-- Input follows --

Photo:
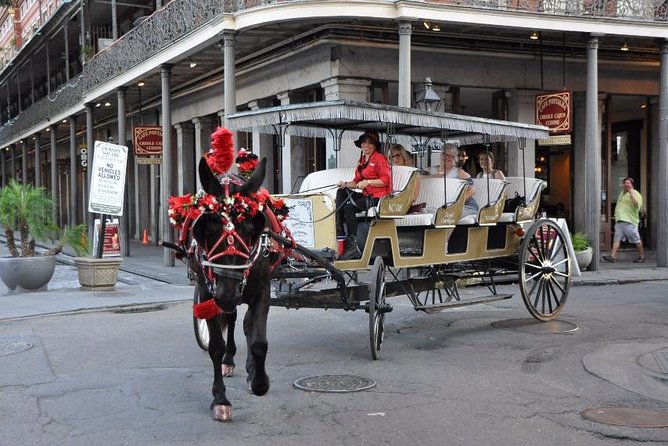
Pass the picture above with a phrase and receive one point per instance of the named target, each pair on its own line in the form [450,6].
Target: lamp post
[427,100]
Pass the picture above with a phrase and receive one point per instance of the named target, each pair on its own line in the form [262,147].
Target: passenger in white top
[486,160]
[450,170]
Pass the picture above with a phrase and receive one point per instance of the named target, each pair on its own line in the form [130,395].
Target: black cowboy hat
[368,135]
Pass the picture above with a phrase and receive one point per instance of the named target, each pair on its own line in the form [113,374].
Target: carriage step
[462,303]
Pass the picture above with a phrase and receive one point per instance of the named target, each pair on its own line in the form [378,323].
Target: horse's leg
[255,328]
[229,321]
[221,407]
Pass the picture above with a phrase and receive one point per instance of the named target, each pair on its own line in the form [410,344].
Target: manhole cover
[12,346]
[662,359]
[334,383]
[627,416]
[535,326]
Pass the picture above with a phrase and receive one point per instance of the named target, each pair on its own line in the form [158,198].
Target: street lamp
[427,99]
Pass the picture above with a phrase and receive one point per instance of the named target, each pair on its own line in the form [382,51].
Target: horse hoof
[222,413]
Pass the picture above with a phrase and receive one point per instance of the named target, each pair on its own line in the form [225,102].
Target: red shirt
[378,168]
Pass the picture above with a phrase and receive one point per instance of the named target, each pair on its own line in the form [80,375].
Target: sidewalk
[145,281]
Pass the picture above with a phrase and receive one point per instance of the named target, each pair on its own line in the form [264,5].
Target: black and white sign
[300,221]
[108,178]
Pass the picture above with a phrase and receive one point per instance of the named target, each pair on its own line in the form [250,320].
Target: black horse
[237,252]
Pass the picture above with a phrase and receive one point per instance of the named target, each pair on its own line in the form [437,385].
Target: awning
[348,118]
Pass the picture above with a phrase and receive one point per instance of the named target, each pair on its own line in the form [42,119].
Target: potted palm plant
[582,248]
[26,216]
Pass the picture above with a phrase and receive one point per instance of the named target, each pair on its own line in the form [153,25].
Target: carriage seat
[524,213]
[444,203]
[490,199]
[404,186]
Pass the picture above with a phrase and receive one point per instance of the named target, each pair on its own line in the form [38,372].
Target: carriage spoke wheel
[376,302]
[201,329]
[544,270]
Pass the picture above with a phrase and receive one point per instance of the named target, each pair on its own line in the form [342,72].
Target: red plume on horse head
[221,155]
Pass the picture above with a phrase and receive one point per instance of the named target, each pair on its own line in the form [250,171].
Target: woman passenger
[450,170]
[486,160]
[399,156]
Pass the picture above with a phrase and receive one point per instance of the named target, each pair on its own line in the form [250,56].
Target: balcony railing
[181,18]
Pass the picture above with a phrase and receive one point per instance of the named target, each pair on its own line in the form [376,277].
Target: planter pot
[584,258]
[23,274]
[97,274]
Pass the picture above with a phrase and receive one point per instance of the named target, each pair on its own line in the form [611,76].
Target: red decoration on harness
[221,155]
[207,309]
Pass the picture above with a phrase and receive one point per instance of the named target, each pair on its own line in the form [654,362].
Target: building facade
[77,73]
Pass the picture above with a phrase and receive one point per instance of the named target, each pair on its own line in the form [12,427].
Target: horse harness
[231,243]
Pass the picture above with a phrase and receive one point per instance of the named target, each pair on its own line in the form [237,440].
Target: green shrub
[27,211]
[580,241]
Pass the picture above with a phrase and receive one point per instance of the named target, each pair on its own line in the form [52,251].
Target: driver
[373,179]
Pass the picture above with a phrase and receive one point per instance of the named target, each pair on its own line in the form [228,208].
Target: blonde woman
[399,156]
[486,161]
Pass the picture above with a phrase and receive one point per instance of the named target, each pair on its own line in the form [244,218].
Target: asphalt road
[137,377]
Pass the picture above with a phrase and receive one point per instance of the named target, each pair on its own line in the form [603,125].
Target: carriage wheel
[376,301]
[544,270]
[201,329]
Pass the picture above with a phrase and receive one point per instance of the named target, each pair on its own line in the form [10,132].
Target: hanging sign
[147,140]
[83,154]
[107,184]
[553,111]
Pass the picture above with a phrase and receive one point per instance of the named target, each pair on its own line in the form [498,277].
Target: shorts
[626,231]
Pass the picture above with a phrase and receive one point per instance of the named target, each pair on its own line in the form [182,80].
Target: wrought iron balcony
[180,18]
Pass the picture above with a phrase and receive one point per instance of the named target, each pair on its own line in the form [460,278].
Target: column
[24,162]
[67,49]
[114,20]
[661,180]
[229,74]
[90,149]
[592,202]
[12,162]
[124,220]
[54,170]
[166,172]
[345,88]
[199,149]
[185,154]
[263,146]
[3,169]
[38,162]
[286,153]
[521,109]
[405,30]
[73,171]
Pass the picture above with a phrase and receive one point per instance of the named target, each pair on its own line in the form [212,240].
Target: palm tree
[28,210]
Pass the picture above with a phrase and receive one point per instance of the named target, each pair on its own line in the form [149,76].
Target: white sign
[108,178]
[300,221]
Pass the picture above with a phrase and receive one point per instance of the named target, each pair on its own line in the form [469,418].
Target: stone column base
[97,274]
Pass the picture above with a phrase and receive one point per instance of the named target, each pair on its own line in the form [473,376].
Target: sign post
[107,184]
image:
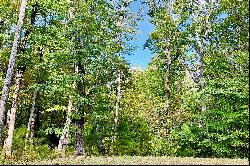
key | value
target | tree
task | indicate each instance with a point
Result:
(5, 91)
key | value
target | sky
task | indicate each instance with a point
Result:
(141, 57)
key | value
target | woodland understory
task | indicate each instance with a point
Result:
(64, 79)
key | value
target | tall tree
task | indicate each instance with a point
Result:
(5, 91)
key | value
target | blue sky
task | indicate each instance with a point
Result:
(141, 57)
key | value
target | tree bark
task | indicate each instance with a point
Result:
(79, 122)
(31, 122)
(65, 132)
(118, 99)
(167, 85)
(11, 116)
(201, 51)
(9, 74)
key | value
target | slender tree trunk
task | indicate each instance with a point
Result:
(118, 98)
(8, 77)
(80, 122)
(30, 126)
(11, 119)
(65, 132)
(201, 50)
(167, 86)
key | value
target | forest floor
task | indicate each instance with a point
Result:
(139, 160)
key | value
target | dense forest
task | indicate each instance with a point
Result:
(65, 82)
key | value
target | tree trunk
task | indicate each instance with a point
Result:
(80, 122)
(65, 132)
(167, 87)
(11, 116)
(31, 122)
(118, 98)
(201, 50)
(8, 77)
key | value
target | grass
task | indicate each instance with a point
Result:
(138, 160)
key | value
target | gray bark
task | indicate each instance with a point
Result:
(65, 132)
(11, 115)
(31, 122)
(118, 99)
(9, 74)
(167, 85)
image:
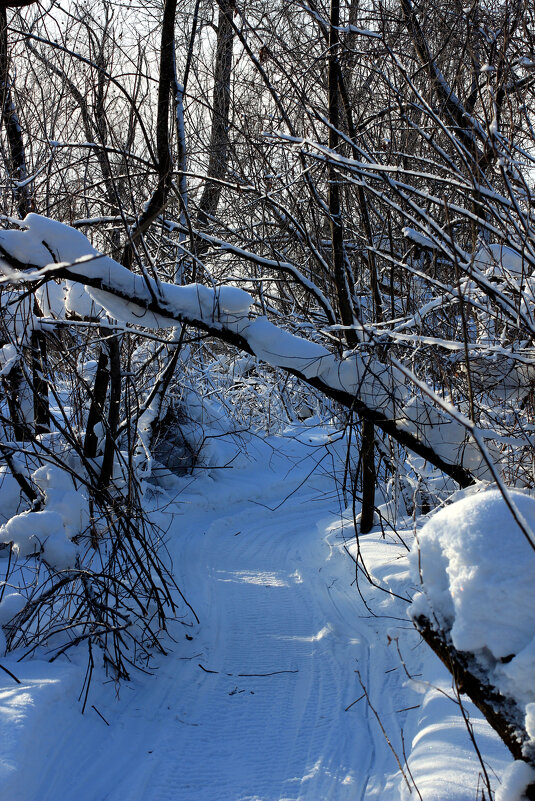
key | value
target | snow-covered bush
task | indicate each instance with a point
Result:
(475, 563)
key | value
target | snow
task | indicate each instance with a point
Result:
(259, 551)
(515, 781)
(50, 531)
(501, 261)
(484, 608)
(476, 571)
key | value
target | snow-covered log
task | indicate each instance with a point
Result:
(41, 250)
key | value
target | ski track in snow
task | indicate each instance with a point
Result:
(273, 593)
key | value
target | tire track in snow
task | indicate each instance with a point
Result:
(270, 737)
(271, 597)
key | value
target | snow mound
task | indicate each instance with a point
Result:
(478, 571)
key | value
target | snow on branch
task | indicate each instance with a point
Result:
(41, 249)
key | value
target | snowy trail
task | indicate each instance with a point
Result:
(282, 633)
(268, 611)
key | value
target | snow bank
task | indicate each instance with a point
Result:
(478, 570)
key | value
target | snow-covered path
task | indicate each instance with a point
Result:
(278, 630)
(250, 705)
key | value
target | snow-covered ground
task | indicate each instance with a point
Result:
(258, 702)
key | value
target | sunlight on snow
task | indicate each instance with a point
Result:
(261, 578)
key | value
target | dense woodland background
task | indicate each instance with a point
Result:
(363, 170)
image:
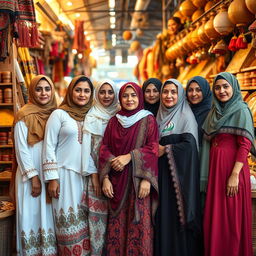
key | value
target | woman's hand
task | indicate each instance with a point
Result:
(36, 186)
(107, 188)
(232, 184)
(118, 163)
(54, 188)
(96, 184)
(144, 189)
(161, 150)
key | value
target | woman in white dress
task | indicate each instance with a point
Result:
(62, 166)
(95, 203)
(35, 227)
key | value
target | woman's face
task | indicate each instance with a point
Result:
(81, 93)
(173, 27)
(106, 95)
(223, 90)
(170, 95)
(151, 94)
(194, 93)
(43, 92)
(129, 99)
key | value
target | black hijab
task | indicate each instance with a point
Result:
(153, 108)
(201, 109)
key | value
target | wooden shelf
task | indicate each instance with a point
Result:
(5, 84)
(5, 178)
(6, 146)
(248, 69)
(6, 104)
(5, 162)
(245, 88)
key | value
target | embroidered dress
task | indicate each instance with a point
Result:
(96, 207)
(35, 227)
(62, 161)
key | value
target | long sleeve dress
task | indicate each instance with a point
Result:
(228, 220)
(35, 226)
(62, 161)
(178, 215)
(130, 227)
(96, 207)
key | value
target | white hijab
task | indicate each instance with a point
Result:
(178, 119)
(95, 123)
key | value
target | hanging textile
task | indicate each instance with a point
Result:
(26, 64)
(79, 38)
(4, 33)
(22, 12)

-- Input concluded --

**Work instructions:** In the entries above, find each line with "hijab" and list it.

**Problem solution:**
target | black hijab
target | white hijab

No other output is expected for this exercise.